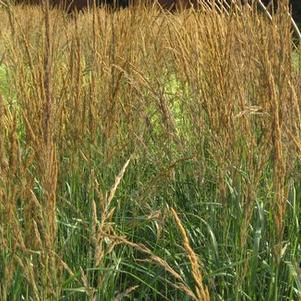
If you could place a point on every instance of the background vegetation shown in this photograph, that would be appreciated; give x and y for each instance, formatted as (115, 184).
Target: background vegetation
(149, 156)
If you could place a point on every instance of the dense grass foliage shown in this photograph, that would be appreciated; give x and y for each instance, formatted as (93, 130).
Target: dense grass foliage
(149, 156)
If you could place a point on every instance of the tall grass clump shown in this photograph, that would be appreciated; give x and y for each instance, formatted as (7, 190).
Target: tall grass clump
(149, 156)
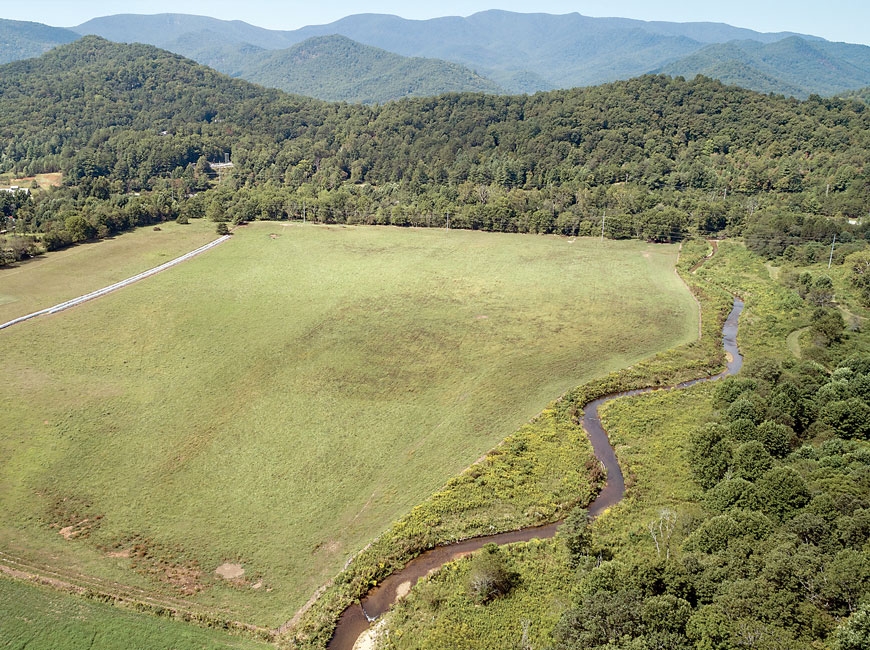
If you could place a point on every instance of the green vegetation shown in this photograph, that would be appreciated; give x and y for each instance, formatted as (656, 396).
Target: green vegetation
(78, 270)
(22, 40)
(791, 66)
(652, 158)
(40, 618)
(335, 68)
(314, 370)
(744, 520)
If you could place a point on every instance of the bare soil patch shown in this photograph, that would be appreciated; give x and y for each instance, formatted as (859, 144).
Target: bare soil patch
(230, 571)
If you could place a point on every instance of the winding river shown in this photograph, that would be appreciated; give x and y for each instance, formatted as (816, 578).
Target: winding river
(356, 618)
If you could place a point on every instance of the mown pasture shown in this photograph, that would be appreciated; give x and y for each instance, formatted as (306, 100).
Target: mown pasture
(40, 618)
(51, 279)
(278, 401)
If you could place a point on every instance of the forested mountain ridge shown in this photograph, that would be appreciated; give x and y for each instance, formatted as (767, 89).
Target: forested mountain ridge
(23, 40)
(335, 68)
(792, 66)
(511, 51)
(661, 157)
(519, 52)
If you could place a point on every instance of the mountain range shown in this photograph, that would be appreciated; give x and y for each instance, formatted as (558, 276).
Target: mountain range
(383, 57)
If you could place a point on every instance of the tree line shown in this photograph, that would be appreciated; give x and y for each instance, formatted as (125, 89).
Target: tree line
(133, 130)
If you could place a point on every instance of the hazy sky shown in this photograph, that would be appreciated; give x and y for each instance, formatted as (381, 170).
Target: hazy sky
(836, 20)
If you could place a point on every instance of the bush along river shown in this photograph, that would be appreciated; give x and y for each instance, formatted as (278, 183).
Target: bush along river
(356, 618)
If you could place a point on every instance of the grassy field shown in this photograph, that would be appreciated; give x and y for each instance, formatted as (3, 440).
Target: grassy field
(277, 402)
(51, 279)
(40, 618)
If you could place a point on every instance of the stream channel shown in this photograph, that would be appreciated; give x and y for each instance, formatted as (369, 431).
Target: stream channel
(357, 617)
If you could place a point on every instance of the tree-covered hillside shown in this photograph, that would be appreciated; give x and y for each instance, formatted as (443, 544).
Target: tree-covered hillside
(335, 68)
(22, 40)
(655, 157)
(792, 66)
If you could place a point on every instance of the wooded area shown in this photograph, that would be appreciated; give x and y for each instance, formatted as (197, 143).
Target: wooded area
(133, 129)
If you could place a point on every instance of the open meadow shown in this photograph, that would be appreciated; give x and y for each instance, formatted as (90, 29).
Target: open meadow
(41, 618)
(51, 279)
(272, 405)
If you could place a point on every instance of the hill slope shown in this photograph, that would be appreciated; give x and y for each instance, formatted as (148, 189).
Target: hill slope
(23, 40)
(792, 66)
(335, 68)
(520, 52)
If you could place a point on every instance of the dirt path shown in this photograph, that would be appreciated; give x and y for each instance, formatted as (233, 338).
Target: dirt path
(114, 287)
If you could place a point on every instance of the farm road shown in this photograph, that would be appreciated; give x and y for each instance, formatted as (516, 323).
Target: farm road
(114, 287)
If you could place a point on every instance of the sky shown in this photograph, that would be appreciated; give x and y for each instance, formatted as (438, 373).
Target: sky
(835, 20)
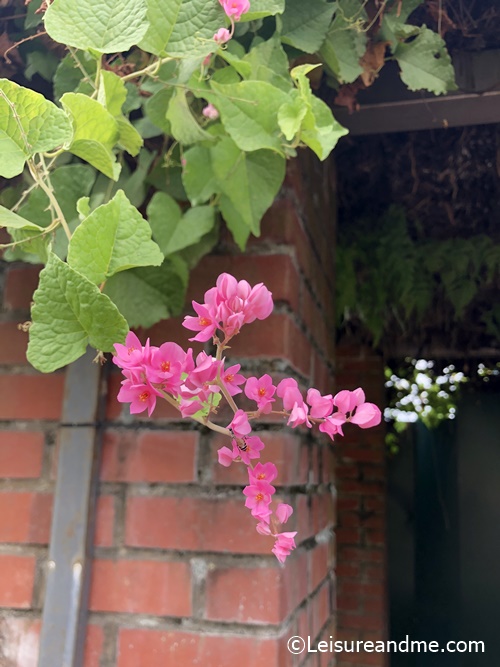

■ Required work:
Everything from the line with "Target: mown pasture" through the line with "as (767, 89)." should be written out exactly as it appears above, end lines included, and nothing outside that range.

■ Completed task:
Target: mown pasture
(40, 618)
(51, 279)
(278, 401)
If you could place a point on every instance of the forested mountain ridge shown in this photograph, that would be appreciated; give x and y for each instance, formatted as (767, 89).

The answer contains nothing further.